_GIVEN PASSAGE_.

++++++++++

Posted on 09/27/2022 9:38:13 AM PDT by Qiviut
Pharmaceutical Hegemony Vs Scientific Integrity and Public Health
“I have slowly and reluctantly concluded that contrary to my own initial dogmatic beliefs, Pfizer’s mRNA vaccine is far from being as safe and effective as we first thought.”
So writes Dr. Aseem Malhotra, in the first of his two important papers out this week. Aiming, in this first paper1, to “gain a better understanding of the true benefits and potential harms of the messenger ribonucleic acid (mRNA) coronavirus disease (COVID) vaccines,” he walks the reader through a careful and concise analysis, providing the evidence which contributed to his changing his mind.
Changing one’s conclusions based on new evidence or analysis is one of the most critical things that scientists do. But it is not what most people calling themselves scientists are now doing. In a short video interview that was released just as the papers were published, Dr. Malhotra was asked if he worries about the blowback that will come from being an mRNA vaccine whistleblower. He answers without hesitation. “For me, what’s most important is my duty to patients, and to scientific integrity, and to the truth.”
Would that everyone wearing the mantle of science or medicine acted this way. If they did, we would be living in a very different world.
Vaccines are simultaneously one of the great advances that Western medicine has ever made, and are not the solution to every problem. Even the best tool isn’t the right one for all situations. Some situations call for a different approach.
Furthermore: labelling something as a particular kind of tool doesn’t make it one. The Pfizer product that is labeled a Covid vaccine does not deserve to be called a vaccine. It doesn’t behave like any vaccine that has come before, and it’s not effective at doing what other vaccines do. It doesn’t, in short, belong in the category. Therefore, those who would call mRNA-vaccine skeptics anti-vaxxers are wrong.

++++++++++

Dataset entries
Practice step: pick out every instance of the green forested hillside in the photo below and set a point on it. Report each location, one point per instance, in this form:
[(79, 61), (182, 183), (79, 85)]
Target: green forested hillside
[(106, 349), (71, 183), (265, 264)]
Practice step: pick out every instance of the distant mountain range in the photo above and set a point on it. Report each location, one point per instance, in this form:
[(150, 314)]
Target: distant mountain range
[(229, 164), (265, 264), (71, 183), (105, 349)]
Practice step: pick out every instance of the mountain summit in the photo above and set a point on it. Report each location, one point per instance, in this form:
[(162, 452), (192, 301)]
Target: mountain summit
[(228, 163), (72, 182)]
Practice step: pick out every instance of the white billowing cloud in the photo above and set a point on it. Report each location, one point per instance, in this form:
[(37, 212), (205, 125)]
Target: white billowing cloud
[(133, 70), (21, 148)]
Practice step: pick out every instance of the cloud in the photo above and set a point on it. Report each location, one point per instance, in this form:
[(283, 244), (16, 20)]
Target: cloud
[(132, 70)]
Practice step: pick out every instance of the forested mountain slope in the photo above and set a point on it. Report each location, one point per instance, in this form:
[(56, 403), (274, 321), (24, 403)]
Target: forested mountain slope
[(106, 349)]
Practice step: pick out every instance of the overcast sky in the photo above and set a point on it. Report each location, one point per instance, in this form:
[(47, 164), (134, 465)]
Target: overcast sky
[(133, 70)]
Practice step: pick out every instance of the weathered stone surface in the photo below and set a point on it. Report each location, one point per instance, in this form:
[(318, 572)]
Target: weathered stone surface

++++++++++

_REQUIRED WORK_.
1. In the post about Dr. Malhotra's vaccine papers, what does he name as most important to him when asked about the blowback?
2. Resume the post about Dr. Malhotra's vaccine papers, picking up right after its final sentence.
Nothing in the rows is required for this work.

_PER-TASK OUTPUTS_.
1. His duty to patients, to scientific integrity, and to the truth.

2.
As I have said elsewhere2, I’m not an anti-vaxxer. I’m a trad-vaxxer. I like my vaccines to substantially reduce my risk of infection with the target disease, and also to reduce the risk that I will transmit the disease to others. And I strongly prefer that they’re free of adjuvants. The mRNA Covid “vaccines” fail on all counts.
In his first article, Malhotra analyses the highly questionable benefits of these vaccines (obscured from public view in part by Pfizer’s monkeying with their own clinical trials); and also assesses their risks, in which he includes both an overview of known adverse events following vaccination of individuals, and excess deaths at the population level after the vaccines were rolled out. Malhotra also points out some of the falsities we were fed (even while those of us questioning the party line were the ones being accused of mis-, dis- and mal- information). The falsities include, for instance, the widespread belief that unvaccinated people were dying at higher rates than vaccinated people, especially early in the vaccination campaign. Widespread juking of the stats has now been confirmed in many places, including in Sweden, in which authorities categorized as “unvaccinated” anyone who died within 14 days of receiving their first mRNA vaccine shot.
Malhotra, appropriately understated, offers that this created “a misleading picture of efficacy vs death3.” I will add this: If your loved one had died within two weeks of getting an experimental treatment that had been marketed as a vaccine, and their death was then used, spuriously, to add fuel to a PR campaign to get absolutely everyone to go get that very same experimental treatment, you would have good reason to be furious. But fury is not on the menu of acceptable responses. Criticism isn’t either. Not even hesitation. There is only one socially acceptable response to Pfizer’s Covid treatment: embrace it.
Concluding his analysis, Dr. Malhotra says of the Pfizer mRNA vaccine, “the roll-out into the entire population seems, at best, a reckless gamble.” Being neither safe nor effective, one has to wonder why this medical treatment, more than any other in recent history, has had the full force of government, employer, public health, media and social coercion behind it.
Seriously: We’ve got mandates for this product? Yes, okay, so far as I know, no country or university or employer has mandated that people specifically get an mRNA injection in order to be considered in compliance. But many organizations have mandated that people get one of these new medical treatments that are being called vaccines, and the mRNA treatments from Pfizer and Moderna are by far the most prevalent, at least in the United States. We have had or still have, in various locales around the world, vaccine mandates to cross borders. To work. To attend school. To take public transportation. To go to restaurants and bars, theatres and clubs. To go to grocery stores, and pharmacies. People’s lives and livelihoods have been destroyed, and it’s still happening. Meanwhile most who complied and did not suffer health effects for doing so seem blind to the whole thing.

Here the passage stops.